Copy character for character the part of the rows below that opens with the line containing "For every instance of the crocodile hind" and closes with the line containing "pixel 139 316", including both of those lines.
___ Dataset entries
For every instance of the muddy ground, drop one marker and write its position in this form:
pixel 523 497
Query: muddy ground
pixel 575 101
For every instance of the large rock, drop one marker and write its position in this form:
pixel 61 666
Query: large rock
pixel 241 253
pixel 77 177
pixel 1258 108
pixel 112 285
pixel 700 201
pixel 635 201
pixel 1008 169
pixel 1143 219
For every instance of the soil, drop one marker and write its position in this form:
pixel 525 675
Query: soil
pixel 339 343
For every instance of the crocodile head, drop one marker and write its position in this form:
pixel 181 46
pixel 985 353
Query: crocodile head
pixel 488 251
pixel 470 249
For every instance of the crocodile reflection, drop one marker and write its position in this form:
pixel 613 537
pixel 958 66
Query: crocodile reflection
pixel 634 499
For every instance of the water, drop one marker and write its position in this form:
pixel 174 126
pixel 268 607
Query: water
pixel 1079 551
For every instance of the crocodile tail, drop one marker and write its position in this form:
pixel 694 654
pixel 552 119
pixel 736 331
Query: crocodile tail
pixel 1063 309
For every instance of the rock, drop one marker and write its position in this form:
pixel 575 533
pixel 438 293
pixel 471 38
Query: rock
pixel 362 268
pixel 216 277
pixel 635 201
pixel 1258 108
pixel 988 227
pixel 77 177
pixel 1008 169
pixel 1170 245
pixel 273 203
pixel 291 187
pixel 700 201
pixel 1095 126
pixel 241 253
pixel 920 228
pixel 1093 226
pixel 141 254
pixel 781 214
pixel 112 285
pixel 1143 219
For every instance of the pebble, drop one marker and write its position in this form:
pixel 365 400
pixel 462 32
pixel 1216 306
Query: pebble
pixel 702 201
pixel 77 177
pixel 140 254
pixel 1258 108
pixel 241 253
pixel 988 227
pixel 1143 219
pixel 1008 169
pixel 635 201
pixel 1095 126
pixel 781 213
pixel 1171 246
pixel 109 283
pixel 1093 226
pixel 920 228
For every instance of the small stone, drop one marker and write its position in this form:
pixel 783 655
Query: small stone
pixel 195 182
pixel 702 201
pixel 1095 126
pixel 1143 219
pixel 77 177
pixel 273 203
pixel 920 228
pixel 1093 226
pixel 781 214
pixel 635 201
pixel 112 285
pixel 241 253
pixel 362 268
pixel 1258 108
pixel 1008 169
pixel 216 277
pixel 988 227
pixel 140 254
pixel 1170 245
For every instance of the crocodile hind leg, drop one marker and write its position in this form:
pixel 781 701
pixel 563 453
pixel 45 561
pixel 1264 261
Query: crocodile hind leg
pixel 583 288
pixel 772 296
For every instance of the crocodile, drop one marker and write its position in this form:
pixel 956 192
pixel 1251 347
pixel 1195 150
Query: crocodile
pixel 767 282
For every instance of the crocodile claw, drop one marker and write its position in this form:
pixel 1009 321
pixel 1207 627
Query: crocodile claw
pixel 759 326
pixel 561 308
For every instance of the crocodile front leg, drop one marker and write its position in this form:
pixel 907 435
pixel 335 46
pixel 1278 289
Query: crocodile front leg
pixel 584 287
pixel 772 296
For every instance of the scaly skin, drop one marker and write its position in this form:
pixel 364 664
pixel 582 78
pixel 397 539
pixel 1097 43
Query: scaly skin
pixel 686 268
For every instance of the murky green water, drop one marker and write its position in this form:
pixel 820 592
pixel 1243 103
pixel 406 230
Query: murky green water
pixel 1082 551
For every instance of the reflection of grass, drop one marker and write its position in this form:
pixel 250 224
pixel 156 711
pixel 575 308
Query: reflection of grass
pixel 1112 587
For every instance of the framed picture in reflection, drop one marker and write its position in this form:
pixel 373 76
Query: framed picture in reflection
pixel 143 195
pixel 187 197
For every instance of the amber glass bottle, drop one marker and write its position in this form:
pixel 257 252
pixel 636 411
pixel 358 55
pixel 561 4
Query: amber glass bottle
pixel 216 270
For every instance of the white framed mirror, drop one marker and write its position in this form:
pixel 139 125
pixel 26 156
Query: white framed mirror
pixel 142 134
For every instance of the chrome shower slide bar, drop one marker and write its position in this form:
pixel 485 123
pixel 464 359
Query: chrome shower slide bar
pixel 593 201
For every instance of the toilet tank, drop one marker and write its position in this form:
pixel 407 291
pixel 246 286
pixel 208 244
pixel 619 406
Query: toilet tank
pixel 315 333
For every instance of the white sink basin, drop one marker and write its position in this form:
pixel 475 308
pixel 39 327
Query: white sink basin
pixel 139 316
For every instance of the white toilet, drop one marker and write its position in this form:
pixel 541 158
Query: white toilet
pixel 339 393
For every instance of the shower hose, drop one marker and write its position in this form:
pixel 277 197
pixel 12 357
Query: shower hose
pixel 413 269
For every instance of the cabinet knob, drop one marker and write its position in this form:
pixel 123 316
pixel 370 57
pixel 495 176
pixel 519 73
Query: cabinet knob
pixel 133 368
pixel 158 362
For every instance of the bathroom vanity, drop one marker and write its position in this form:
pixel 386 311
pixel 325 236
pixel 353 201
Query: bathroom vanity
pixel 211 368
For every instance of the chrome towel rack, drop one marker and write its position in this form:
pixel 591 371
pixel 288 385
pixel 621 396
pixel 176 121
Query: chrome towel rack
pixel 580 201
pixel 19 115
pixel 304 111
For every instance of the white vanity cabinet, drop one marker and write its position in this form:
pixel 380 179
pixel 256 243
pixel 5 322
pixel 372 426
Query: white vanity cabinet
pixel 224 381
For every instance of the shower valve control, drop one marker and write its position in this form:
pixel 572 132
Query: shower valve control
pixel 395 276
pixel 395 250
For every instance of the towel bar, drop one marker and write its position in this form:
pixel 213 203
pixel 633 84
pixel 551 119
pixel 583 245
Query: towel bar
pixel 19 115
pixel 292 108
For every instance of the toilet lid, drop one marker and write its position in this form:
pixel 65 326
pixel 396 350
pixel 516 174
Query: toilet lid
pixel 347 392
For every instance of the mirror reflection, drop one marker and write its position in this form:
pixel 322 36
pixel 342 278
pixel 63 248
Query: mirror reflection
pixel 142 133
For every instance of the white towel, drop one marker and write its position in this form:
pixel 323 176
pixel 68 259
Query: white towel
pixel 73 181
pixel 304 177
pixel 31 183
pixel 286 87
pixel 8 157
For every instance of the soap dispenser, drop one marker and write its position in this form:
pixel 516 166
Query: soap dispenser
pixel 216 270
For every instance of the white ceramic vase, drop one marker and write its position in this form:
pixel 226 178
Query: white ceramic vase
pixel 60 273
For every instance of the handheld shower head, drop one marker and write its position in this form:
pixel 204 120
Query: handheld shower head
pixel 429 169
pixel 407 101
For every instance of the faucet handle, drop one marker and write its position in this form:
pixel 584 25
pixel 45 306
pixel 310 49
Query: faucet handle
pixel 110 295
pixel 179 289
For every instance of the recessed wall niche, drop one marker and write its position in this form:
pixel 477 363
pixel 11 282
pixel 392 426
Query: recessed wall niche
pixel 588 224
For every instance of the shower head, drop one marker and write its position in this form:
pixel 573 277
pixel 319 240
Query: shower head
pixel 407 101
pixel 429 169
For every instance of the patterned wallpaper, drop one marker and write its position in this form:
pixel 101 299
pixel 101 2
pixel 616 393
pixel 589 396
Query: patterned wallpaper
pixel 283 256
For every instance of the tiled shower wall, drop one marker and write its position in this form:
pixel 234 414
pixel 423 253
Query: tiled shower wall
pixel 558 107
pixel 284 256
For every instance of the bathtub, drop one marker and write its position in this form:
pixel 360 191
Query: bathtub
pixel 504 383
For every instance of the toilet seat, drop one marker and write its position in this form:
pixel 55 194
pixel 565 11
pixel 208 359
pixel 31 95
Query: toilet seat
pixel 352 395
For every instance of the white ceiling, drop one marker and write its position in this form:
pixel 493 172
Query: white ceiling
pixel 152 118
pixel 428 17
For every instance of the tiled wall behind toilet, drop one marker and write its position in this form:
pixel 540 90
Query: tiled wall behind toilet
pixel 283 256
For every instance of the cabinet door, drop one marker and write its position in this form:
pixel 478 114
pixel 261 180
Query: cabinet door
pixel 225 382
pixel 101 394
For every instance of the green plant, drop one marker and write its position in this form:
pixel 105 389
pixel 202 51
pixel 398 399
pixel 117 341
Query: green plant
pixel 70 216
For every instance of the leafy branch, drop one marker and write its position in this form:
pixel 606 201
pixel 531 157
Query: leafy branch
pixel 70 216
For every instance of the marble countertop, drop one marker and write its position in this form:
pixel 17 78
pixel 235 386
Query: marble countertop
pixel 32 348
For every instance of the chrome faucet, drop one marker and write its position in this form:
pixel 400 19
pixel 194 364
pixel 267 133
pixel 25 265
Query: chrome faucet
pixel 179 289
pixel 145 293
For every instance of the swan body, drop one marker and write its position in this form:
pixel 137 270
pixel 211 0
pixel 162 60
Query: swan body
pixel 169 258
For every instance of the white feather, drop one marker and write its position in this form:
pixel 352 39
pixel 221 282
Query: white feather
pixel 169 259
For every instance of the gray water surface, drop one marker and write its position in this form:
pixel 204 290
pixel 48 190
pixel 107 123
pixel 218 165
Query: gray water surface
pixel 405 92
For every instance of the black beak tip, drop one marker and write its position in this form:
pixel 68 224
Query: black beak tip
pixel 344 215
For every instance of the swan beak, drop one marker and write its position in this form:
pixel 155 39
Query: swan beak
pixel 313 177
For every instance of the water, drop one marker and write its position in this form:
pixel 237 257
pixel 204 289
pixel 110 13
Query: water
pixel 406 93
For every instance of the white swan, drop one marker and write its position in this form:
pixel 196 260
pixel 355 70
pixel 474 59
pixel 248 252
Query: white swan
______
*Result for this task*.
For every instance of the crocodile hind leg, drop one marker and write its position in this form:
pixel 781 701
pixel 563 453
pixel 45 561
pixel 1264 261
Query: crocodile hind leg
pixel 583 288
pixel 772 296
For every instance of the crocodile, drop one marker and write its position in this form:
pixel 956 192
pixel 1251 347
pixel 1195 150
Query: crocodile
pixel 767 282
For every instance of the crocodile claw, drop one marker and write its position in this form:
pixel 1009 321
pixel 1207 627
Query: crocodile claw
pixel 759 326
pixel 561 308
For every instance of the crocodile front leg, drop one marker and write its position in this form:
pixel 907 435
pixel 335 46
pixel 1278 289
Query: crocodile front leg
pixel 584 287
pixel 772 296
For every instance of the scaly skin, drop one marker and write its position in this form:
pixel 364 664
pixel 582 78
pixel 397 539
pixel 1097 43
Query: scaly skin
pixel 686 268
For every instance of the murky green water, drop one marker and write its position in this form:
pixel 820 592
pixel 1243 103
pixel 406 230
Query: murky green water
pixel 1082 551
For every instance of the reflection of grass, drop one marker and write its position in this form:
pixel 250 224
pixel 156 711
pixel 575 308
Query: reflection of grass
pixel 1112 587
For every instance of the framed picture in reflection, drop one marker and write its position in this form:
pixel 373 76
Query: framed picture in reflection
pixel 143 195
pixel 187 197
For every instance of the amber glass bottle, drop one marker and write its position in this form:
pixel 257 252
pixel 636 411
pixel 358 55
pixel 561 4
Query: amber glass bottle
pixel 216 270
For every instance of the white framed mirror, drop one marker and write its position in this form:
pixel 139 125
pixel 26 156
Query: white framed mirror
pixel 142 134
For every instance of the chrome shower slide bar, drop one marker and write its position in this form:
pixel 485 123
pixel 464 359
Query: chrome shower slide bar
pixel 593 201
For every instance of the toilet tank, drop one marker and write its position in this form:
pixel 407 291
pixel 246 286
pixel 208 244
pixel 619 406
Query: toilet tank
pixel 315 333
For every instance of the white sink basin, drop one marker and write its position in this form:
pixel 475 308
pixel 39 327
Query: white sink basin
pixel 139 316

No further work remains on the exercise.